Exercise | Every line below that has "ground" in it should be copied.

Input for this task |
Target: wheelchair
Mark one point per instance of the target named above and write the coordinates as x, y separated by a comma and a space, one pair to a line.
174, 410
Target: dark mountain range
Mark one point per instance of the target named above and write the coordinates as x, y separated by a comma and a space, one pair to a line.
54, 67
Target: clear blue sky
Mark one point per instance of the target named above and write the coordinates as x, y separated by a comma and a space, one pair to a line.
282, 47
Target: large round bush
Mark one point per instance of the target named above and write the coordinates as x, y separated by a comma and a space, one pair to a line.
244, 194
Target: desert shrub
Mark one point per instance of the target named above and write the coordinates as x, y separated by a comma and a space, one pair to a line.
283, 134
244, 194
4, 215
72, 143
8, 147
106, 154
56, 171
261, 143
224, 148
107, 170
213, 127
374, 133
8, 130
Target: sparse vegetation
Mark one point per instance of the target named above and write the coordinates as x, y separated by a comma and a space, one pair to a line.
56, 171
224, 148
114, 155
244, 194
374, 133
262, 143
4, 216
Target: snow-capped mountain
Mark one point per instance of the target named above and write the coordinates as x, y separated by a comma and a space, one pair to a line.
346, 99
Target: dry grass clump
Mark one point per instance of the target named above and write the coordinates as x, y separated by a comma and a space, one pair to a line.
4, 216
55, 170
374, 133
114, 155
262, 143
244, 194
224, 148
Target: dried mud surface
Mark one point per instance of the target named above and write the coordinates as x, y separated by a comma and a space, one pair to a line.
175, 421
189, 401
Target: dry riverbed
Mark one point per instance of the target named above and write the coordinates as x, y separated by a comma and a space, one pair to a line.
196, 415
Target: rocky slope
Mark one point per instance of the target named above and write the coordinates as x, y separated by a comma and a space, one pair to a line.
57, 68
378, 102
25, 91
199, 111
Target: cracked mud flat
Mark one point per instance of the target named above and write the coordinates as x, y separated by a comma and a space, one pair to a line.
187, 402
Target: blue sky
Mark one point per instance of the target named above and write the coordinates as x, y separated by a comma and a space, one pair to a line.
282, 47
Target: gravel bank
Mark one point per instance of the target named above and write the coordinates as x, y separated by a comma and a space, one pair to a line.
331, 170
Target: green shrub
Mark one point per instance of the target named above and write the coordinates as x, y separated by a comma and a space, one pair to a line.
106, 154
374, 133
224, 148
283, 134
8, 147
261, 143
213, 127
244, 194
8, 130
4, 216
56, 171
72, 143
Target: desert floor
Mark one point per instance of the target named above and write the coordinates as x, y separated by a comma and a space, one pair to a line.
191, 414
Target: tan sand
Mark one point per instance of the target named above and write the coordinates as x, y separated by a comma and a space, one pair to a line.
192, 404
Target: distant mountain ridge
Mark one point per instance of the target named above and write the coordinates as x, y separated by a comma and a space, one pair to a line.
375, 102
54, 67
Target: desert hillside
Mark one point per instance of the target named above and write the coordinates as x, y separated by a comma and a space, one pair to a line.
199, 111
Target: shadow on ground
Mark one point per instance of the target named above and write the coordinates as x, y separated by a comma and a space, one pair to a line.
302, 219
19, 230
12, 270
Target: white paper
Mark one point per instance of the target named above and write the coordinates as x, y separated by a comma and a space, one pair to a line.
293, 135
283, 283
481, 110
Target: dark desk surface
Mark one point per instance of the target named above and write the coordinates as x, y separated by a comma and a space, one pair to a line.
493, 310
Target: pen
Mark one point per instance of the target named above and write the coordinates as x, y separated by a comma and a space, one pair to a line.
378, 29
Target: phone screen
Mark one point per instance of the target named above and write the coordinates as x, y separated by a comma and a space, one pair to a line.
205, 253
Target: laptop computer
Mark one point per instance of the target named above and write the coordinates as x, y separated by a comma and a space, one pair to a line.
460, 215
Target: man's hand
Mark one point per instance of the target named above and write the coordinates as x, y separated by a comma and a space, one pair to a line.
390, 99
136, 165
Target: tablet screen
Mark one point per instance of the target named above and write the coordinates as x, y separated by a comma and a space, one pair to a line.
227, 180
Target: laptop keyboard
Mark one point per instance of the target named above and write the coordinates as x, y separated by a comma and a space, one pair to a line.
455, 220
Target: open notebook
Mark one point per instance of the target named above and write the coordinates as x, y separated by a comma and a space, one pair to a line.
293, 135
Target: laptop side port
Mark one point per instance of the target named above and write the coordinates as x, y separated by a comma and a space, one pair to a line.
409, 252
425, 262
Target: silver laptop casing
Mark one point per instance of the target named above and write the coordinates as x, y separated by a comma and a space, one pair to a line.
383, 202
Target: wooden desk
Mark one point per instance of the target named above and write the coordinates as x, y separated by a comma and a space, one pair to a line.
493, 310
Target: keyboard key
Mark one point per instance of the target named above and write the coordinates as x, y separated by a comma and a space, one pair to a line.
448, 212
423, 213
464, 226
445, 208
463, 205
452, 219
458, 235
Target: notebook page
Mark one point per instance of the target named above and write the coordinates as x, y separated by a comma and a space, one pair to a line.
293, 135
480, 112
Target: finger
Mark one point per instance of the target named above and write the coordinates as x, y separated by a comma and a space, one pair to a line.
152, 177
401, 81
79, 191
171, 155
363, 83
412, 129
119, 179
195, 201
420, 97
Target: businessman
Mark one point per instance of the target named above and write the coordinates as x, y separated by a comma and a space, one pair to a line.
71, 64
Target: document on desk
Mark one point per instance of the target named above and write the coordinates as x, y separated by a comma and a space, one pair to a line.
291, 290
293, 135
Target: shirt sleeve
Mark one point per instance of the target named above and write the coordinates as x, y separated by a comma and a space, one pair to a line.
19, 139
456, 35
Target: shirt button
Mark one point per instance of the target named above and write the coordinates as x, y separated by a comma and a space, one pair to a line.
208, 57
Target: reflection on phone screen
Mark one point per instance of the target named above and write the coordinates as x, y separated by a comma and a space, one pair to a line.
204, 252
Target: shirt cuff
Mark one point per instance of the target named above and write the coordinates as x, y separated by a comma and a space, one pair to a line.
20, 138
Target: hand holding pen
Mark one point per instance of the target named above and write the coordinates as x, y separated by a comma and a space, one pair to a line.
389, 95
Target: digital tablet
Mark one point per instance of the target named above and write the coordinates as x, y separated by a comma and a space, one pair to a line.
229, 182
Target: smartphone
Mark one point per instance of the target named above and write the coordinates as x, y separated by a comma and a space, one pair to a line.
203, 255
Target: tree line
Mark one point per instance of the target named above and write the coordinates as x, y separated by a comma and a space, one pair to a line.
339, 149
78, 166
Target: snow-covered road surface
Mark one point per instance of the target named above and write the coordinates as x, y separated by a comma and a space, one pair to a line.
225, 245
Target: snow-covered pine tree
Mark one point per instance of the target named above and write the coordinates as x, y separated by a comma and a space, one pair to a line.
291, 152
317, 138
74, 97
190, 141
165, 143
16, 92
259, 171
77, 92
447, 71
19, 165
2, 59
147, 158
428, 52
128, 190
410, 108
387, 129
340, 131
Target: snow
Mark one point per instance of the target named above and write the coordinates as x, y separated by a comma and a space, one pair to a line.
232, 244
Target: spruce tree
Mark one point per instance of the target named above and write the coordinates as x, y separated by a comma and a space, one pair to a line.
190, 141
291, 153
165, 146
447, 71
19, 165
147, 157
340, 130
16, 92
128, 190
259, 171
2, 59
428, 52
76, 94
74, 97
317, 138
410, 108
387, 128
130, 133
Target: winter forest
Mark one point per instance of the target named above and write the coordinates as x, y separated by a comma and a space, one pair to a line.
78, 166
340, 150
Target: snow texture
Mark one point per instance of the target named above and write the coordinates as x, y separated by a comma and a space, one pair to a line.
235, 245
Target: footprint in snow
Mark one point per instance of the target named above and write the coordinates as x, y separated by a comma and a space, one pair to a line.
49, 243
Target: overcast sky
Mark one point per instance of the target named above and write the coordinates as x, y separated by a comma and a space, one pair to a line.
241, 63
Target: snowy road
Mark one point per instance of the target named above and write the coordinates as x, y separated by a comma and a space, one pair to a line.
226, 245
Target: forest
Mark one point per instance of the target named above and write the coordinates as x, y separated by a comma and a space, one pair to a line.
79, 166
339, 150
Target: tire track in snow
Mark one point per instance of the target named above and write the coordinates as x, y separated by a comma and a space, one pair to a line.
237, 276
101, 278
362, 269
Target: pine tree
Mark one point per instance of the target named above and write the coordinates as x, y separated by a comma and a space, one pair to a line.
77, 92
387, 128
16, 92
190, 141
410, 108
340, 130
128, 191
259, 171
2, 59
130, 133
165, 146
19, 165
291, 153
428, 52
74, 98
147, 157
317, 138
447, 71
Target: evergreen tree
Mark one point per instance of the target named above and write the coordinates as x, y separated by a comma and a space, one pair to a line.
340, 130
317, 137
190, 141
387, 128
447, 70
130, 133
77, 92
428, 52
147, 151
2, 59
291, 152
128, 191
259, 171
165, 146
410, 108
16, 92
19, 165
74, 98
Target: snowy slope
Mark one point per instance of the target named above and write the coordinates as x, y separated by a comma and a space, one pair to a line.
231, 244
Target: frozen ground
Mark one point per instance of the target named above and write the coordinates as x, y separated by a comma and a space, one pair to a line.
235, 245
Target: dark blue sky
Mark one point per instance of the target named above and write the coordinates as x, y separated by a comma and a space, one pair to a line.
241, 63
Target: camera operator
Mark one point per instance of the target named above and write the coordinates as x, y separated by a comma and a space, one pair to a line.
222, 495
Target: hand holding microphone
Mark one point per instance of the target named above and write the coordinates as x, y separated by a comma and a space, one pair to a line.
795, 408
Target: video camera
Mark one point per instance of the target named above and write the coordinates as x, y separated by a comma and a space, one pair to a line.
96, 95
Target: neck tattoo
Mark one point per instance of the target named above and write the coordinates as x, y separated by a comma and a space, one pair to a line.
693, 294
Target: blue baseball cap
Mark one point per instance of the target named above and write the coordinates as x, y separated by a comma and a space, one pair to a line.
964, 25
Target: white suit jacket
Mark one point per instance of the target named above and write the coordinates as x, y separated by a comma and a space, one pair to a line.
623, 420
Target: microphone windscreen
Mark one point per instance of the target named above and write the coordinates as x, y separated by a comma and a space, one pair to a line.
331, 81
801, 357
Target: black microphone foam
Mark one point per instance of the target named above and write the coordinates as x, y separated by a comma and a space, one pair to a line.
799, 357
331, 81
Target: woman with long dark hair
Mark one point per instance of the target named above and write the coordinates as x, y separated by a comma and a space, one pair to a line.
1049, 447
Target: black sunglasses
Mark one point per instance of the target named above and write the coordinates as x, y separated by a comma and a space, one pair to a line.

Task output |
Target: shadow on ground
Target: frozen ground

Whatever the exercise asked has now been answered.